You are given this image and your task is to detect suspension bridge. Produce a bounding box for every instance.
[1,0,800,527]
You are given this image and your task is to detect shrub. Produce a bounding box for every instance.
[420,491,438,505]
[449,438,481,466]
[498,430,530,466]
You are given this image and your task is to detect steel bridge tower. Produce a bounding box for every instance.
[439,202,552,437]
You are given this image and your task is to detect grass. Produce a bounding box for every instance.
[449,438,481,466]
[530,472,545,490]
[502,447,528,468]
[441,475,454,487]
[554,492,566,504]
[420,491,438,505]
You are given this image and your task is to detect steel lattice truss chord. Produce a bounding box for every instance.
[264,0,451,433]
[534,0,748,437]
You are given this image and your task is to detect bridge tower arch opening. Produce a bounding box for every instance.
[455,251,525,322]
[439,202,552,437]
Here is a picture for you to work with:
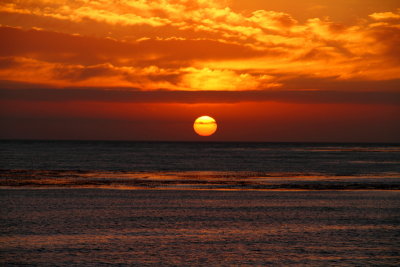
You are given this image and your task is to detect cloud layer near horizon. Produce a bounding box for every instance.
[1,0,399,92]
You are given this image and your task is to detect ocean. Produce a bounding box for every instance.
[1,141,400,265]
[1,140,400,190]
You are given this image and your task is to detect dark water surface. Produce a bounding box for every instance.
[1,141,400,265]
[1,140,399,189]
[1,189,400,266]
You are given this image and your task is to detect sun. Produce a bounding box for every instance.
[193,116,217,136]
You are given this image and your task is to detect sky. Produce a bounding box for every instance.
[0,0,399,142]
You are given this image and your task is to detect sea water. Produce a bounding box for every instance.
[1,141,400,265]
[0,140,399,189]
[1,189,399,265]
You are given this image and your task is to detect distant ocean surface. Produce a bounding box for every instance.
[1,140,399,190]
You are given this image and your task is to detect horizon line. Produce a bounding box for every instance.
[1,138,399,145]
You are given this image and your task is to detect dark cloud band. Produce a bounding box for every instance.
[1,87,399,105]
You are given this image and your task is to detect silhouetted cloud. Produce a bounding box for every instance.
[1,86,399,105]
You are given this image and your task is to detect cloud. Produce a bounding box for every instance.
[1,85,399,105]
[369,10,400,21]
[0,1,399,91]
[0,56,186,89]
[248,10,297,30]
[0,1,171,27]
[0,26,262,65]
[179,67,279,90]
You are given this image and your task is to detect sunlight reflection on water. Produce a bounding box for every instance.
[1,169,399,190]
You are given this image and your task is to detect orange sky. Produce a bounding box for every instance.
[0,0,399,141]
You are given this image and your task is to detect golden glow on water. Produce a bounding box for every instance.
[1,169,399,190]
[193,116,217,136]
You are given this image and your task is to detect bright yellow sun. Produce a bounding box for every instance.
[193,116,217,136]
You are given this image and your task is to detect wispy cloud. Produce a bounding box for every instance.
[0,0,399,91]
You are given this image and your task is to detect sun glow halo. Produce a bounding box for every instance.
[193,116,217,136]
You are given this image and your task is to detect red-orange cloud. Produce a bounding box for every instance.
[0,1,399,90]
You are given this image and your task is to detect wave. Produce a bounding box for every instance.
[1,169,399,190]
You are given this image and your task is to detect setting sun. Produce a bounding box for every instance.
[193,116,217,136]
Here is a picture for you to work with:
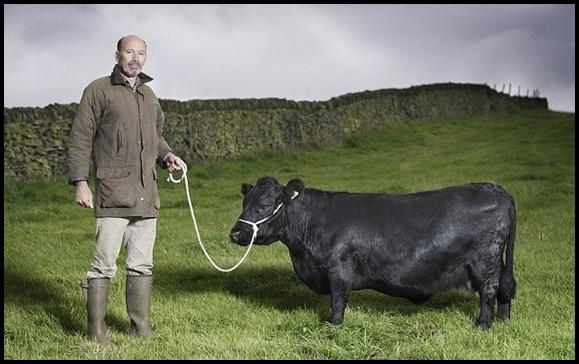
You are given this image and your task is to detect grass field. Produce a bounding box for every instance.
[3,109,575,359]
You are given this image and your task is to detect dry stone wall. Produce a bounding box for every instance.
[4,83,547,179]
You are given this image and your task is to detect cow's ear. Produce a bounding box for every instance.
[241,183,253,195]
[283,178,305,202]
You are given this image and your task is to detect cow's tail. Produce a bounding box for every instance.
[499,191,517,302]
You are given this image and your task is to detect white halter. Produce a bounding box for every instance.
[237,203,284,245]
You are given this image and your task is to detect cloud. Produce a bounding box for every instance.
[3,4,574,112]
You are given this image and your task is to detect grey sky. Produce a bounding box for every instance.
[4,4,575,112]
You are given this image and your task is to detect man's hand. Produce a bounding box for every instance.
[75,180,94,209]
[164,152,185,172]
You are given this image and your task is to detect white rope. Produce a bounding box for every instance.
[167,160,282,272]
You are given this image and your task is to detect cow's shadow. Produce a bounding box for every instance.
[155,264,480,324]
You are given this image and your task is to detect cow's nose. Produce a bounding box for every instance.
[230,229,241,243]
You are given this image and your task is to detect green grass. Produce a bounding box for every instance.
[4,109,575,359]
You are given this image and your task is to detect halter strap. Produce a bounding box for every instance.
[237,203,284,242]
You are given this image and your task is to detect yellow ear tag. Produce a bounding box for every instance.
[291,191,299,200]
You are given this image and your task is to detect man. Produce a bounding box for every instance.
[68,34,183,345]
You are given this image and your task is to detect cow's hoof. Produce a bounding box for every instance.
[496,305,511,321]
[328,318,343,325]
[476,319,492,330]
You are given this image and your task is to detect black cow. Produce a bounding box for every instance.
[229,177,516,329]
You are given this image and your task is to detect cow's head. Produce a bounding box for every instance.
[229,176,304,246]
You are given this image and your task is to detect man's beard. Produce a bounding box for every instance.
[121,63,141,77]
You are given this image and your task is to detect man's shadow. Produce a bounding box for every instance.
[4,264,128,336]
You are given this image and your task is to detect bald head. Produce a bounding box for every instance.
[117,35,147,52]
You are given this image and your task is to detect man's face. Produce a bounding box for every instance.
[115,37,147,78]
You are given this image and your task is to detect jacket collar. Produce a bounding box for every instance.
[110,64,154,86]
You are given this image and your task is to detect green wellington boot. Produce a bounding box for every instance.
[87,278,113,345]
[126,275,155,338]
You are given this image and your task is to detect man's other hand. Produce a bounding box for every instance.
[75,181,94,209]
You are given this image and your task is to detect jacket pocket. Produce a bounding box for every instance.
[116,128,123,154]
[97,168,136,208]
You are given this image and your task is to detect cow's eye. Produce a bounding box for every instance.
[257,204,271,213]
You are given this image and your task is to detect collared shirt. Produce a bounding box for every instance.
[120,72,141,92]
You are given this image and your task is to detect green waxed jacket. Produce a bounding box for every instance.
[67,65,173,217]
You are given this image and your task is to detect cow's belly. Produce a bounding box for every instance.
[364,258,473,297]
[344,235,475,295]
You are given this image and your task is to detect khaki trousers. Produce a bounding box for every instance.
[86,217,157,279]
== == ==
What is needed is an exact copy of the data, with the pictures removed.

> [ANSWER SPACE]:
You are given this image and your task is to detect suspension bridge. Produce a bounding box for every instance.
[1,0,800,527]
You are given this image and your task is to detect shrub. Produce a bounding box for every instance.
[420,491,438,505]
[449,438,481,466]
[498,430,530,466]
You are given this image and your task is to detect steel bridge tower. Produce a bounding box for every instance.
[439,202,552,437]
You are given this image and your task is to detect grass. Produce a bounding box for every instance.
[449,438,481,466]
[530,472,545,490]
[502,447,528,468]
[441,475,454,487]
[554,492,566,504]
[420,491,438,505]
You are given this image and your task is to detect steel lattice truss chord. Produce a bounding box for every instance.
[264,0,451,433]
[534,0,748,437]
You are given this image and your task is to detect bridge tower arch opening. Produce a bounding box for every instance.
[455,251,525,322]
[439,202,552,437]
Here is a picture for you to work with:
You are given this image and your task is to detect cloud layer near horizon. Produce a bounding box for every instance.
[1,0,399,92]
You are given this image and your task is to detect ocean. Produce a bounding box for every instance.
[1,141,400,265]
[1,140,400,190]
You are given this image and your task is to detect dark water surface. Produce a bounding box for every instance.
[1,141,400,265]
[1,140,399,189]
[1,189,400,266]
You are given this image and your task is to detect sun. Produce a bounding box for every instance.
[193,116,217,136]
You are given this image and your task is to detect sky. Produce a bounding box for every instance.
[0,0,399,142]
You are given this image and your task is to detect sea water. Produce a bounding box for every instance.
[1,141,400,265]
[0,140,399,189]
[1,189,399,265]
You are given this image and your task is to detect distant ocean surface. Produce a bounding box for every instance.
[1,140,399,190]
You are given this image and your task is to detect horizon line. Produce a bounding box for every instance.
[1,138,399,145]
You are given this image and your task is to detect dark cloud band. Produce a bounding box for every instance.
[1,87,399,105]
You are given this image and your task is to detect silhouetted cloud. Produce a bounding box for every instance.
[1,86,399,105]
You are given this image and your task is to detect cloud. Produce a bounding box for every instance.
[1,85,399,105]
[369,10,400,21]
[0,1,399,91]
[0,56,186,89]
[248,10,297,30]
[0,1,171,27]
[0,26,262,65]
[179,67,279,90]
You are given this image and your task is to detect sunlight reflection on water. Produce a bounding box for every instance.
[1,169,399,190]
You are given this image and your task is to detect orange sky. Produce a bounding box for every instance.
[0,0,399,141]
You are given this image and your task is to detect golden glow on water. Produce a bounding box for every instance.
[1,169,399,190]
[193,116,217,136]
You are given this image and your task is to detect bright yellow sun. Produce a bounding box for every instance.
[193,116,217,136]
You are given this image and your task is to detect wispy cloud. Produce a bounding box for every instance.
[0,0,399,91]
You are given this image and your task is to detect sun glow halo. Produce a bounding box for every instance.
[193,116,217,136]
You are given this image and your task is to detect red-orange cloud. Produce a bounding box for every instance.
[0,1,399,90]
You are given this image and your task is to detect wave. Produce a bounding box for every instance.
[1,169,399,190]
You are given this image and your task is to detect setting sun. Produce a bounding box for every instance.
[193,116,217,136]
Here is a picture for you to work with:
You are given this image and your task is to detect grass field. Produce a bounding box for every instance.
[3,109,575,359]
You are given this image and your task is to detect dry stone wall. Produce a bounding box for every instance.
[4,83,547,179]
You are given this image and your task is to detect cow's ear. Produce a bounding box for every instance.
[241,183,253,195]
[283,178,305,202]
You are given this image and your task is to detect cow's tail. Produce a bounding box for every instance.
[499,191,517,302]
You are given this image and your task is to detect white halter. Produce a bounding box for every instance.
[237,203,284,245]
You are given this image and your task is to detect cloud. Produce a bounding box for every instance.
[3,4,574,112]
You are given this image and your task is to detect grey sky. Produce a bounding box for every instance.
[4,4,575,112]
You are given this image and your task is to detect man's hand. Produce a bounding box for every instance.
[75,180,94,209]
[164,152,185,172]
You are given this image and your task is to detect white rope. Produce a bounding box for every instance.
[167,160,282,272]
You are given this image and your task is to detect cow's shadow. Produce a bounding box for every instance.
[155,264,480,324]
You are given this image and your task is to detect cow's nose. Produce a bounding box for every instance.
[230,229,241,243]
You are given this image and your task is to detect green grass. Produce a bounding box for every instance.
[4,109,575,359]
You are given this image and your task is to detect halter strap. Produce a bounding box for every instance.
[237,203,284,242]
You are given this image and your task is to detect yellow ear tag. Produce a bounding box for every instance.
[291,191,299,200]
You are given this image and your task is to detect man. Produce a bounding box for every instance.
[68,34,183,345]
You are given this image and your task is to detect cow's hoof. Produce a bounding box for every instance.
[496,305,511,321]
[328,318,343,325]
[476,319,492,330]
You are given this image and your task is to detect black cow. Produce a bounding box for every instance.
[229,177,516,329]
You are given this image and your task is to detect cow's head. Produce a bounding box for every instance.
[229,176,304,246]
You are given this image and your task is to detect man's beard. Produce a bounding box for every instance.
[121,63,141,77]
You are given this image and your task is to detect man's shadow. Produce a bounding box for every instance.
[4,264,128,336]
You are given this image and your task is to detect bald head. Produce a bounding box for every instance.
[117,35,147,52]
You are given this image and your task is to detect man's face. Produce a bounding box for every instance.
[115,37,147,78]
You are given this image and your task is to detect jacket collar. Produce a bounding box for every instance.
[110,64,154,86]
You are given this image and your task is to detect green wellington boot. Produce a bounding box for every instance.
[87,278,113,345]
[126,275,155,338]
You are given this image and your task is to detect man's other hand. Produce a bounding box for every instance.
[75,181,94,209]
You are given this image and your task is to detect jacket pocket. Produce a bounding box for every instance.
[116,128,123,154]
[97,168,136,208]
You are given this image and your task is to detect cow's eye. Produce a bounding box for every instance.
[257,204,271,213]
You are given this image and your task is to detect collared shirt. Produce a bounding box for every instance.
[120,72,141,92]
You are given this image and your task is to detect green waxed jacket. Produce a bounding box for every instance.
[67,65,173,217]
You are given this image and your task is to detect cow's belly. Produce a bounding box for every instance.
[364,258,473,297]
[344,235,475,295]
You are given this image and your task is to detect khaki trousers. Produce a bounding box for every instance.
[86,217,157,279]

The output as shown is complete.